* **ASSIGNMENT**: Please restate exactly what appears in the records below from the first line to the line where "Where can the peeling" is, that line included.

[Referring expression data]
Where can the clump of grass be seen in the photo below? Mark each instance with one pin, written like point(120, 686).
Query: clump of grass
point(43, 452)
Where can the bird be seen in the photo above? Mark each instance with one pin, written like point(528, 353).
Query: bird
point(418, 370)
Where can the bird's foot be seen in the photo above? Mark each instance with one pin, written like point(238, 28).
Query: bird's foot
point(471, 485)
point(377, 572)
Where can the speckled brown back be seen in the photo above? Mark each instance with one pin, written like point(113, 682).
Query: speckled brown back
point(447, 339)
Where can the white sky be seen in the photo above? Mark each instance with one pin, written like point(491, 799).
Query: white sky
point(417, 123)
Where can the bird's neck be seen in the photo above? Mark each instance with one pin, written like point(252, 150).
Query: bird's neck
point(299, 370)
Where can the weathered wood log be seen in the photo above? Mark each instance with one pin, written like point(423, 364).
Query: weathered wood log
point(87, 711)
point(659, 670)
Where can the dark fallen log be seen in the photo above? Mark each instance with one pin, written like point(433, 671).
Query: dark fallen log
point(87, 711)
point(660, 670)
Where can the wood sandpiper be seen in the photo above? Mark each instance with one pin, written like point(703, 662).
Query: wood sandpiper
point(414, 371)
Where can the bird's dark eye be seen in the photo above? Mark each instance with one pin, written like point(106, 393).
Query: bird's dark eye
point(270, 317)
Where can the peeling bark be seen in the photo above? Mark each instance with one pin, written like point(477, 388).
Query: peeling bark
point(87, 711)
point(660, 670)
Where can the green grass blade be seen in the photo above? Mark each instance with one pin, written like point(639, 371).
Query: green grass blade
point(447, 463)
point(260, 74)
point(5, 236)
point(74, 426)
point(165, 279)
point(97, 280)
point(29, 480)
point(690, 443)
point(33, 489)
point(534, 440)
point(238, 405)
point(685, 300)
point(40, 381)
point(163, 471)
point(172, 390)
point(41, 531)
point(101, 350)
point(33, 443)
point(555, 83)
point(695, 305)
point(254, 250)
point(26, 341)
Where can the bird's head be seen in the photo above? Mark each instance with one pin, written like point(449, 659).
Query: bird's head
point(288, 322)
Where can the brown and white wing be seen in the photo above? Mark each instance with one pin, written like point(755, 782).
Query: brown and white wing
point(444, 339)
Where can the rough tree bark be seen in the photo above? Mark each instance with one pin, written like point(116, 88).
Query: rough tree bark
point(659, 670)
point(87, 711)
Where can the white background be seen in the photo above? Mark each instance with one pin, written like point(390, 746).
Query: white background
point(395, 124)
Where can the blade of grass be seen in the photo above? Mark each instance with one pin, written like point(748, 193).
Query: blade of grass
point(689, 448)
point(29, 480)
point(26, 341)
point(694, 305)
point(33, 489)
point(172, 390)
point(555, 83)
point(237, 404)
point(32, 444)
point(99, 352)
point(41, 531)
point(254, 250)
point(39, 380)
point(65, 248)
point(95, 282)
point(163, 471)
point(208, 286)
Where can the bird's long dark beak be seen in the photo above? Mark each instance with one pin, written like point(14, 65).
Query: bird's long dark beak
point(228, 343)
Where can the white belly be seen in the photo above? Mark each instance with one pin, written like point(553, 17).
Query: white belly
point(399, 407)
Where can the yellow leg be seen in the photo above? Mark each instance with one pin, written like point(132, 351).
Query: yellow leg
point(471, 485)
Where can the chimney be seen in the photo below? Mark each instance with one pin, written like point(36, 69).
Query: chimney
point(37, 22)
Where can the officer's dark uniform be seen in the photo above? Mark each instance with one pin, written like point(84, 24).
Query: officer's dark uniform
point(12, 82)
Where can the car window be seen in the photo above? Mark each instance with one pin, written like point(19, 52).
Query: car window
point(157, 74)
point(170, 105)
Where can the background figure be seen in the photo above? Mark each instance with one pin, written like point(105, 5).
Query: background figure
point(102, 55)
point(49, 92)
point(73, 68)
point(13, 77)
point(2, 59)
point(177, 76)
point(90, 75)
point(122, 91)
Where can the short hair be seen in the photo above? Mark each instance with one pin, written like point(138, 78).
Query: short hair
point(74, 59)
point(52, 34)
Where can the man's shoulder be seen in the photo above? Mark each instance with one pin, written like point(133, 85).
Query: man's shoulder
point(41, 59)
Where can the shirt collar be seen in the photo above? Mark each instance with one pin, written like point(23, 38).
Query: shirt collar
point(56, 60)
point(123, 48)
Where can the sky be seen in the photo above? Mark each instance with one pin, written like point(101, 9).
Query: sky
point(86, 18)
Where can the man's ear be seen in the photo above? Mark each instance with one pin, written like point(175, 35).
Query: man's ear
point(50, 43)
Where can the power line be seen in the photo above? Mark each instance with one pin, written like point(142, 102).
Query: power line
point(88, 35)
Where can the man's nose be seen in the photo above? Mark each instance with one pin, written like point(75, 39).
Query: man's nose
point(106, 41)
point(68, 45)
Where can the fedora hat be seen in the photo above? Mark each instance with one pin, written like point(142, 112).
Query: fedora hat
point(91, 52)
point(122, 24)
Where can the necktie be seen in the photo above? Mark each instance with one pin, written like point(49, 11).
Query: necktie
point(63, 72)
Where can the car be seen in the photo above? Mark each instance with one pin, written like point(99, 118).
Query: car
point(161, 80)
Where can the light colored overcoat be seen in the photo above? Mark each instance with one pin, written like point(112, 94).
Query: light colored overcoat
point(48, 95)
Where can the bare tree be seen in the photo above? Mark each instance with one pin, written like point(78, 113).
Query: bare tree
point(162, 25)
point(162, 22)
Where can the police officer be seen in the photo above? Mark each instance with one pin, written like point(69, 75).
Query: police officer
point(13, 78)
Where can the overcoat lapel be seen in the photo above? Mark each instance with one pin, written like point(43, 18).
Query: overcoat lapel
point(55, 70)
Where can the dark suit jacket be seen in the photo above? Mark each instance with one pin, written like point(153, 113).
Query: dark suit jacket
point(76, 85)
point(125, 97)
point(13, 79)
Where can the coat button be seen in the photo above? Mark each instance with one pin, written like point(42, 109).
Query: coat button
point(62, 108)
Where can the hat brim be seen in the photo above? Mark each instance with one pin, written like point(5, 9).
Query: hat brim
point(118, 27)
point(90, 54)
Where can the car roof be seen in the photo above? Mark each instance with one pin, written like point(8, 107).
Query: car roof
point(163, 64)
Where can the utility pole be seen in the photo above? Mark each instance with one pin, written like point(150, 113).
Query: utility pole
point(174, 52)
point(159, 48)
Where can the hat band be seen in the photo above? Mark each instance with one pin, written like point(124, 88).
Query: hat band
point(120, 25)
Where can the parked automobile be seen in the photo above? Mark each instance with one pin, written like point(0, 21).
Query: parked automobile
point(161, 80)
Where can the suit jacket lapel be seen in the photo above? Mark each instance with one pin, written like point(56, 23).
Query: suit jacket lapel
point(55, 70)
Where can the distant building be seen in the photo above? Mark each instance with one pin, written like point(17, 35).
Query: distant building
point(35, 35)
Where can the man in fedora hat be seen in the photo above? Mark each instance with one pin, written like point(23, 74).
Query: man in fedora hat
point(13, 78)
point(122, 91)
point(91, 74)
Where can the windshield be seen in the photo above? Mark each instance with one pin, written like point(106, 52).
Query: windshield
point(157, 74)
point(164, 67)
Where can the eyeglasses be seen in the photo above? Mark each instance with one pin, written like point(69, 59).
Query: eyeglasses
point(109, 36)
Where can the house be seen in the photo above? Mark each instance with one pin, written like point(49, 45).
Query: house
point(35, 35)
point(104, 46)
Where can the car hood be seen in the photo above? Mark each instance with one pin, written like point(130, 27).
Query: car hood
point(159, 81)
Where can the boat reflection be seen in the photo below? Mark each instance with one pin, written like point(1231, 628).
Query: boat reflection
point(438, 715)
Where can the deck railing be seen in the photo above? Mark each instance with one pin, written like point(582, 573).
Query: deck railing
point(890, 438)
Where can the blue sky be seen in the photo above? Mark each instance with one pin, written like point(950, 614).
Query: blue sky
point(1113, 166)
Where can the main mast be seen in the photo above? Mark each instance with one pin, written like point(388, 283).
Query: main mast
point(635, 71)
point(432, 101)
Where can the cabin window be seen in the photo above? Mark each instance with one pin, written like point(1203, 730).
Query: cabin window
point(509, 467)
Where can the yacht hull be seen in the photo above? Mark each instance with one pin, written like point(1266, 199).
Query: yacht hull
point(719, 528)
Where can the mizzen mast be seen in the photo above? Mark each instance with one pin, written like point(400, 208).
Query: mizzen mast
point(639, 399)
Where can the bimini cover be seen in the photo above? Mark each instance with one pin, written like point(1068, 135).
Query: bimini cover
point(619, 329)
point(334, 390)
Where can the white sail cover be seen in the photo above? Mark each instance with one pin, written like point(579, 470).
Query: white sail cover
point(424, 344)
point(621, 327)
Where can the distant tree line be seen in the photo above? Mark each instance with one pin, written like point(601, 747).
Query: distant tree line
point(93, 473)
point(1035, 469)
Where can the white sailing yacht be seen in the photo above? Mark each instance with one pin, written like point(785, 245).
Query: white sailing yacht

* **YOUR SOLUTION**:
Where can the clump of grass be seen in the photo below? Mark each instance with one pin, written like point(120, 686).
Query: clump of grass
point(43, 452)
Where can the bird be seen in the photo above? Mark each instance with one pin, written like point(528, 353).
Query: bird
point(418, 370)
Where can the bird's foot be seen in the photo above? Mark each instance with one pin, written like point(238, 28).
Query: bird's foot
point(471, 485)
point(377, 572)
Where can the speckled brown back be seen in the photo above? Mark each instance with one pin, written like point(113, 682).
Query: speckled brown back
point(447, 339)
Where can the white sky be seen in the photo above? Mark each instance with one pin, written like point(491, 799).
Query: white sky
point(417, 123)
Where can the bird's neck be seen in the photo above? Mark each instance with one pin, written like point(252, 150).
Query: bird's neck
point(299, 370)
Where can the weathered wood log be seen in the photo above? Mark each instance with one pin, written like point(423, 364).
Query: weathered wood log
point(87, 711)
point(659, 670)
Where can the dark fallen log be seen in the photo above? Mark each instance with one pin, written like point(433, 671).
Query: dark fallen log
point(87, 711)
point(660, 670)
Where can the wood sandpiper be seen in the photo above? Mark each instance with one pin, written like point(703, 662).
Query: wood sandpiper
point(414, 371)
Where can the bird's dark eye be seen in the photo above? Mark each instance with one pin, written like point(106, 393).
Query: bird's dark eye
point(270, 317)
Where can the peeling bark be seen in the photo above? Mark each instance with one pin, written like point(477, 388).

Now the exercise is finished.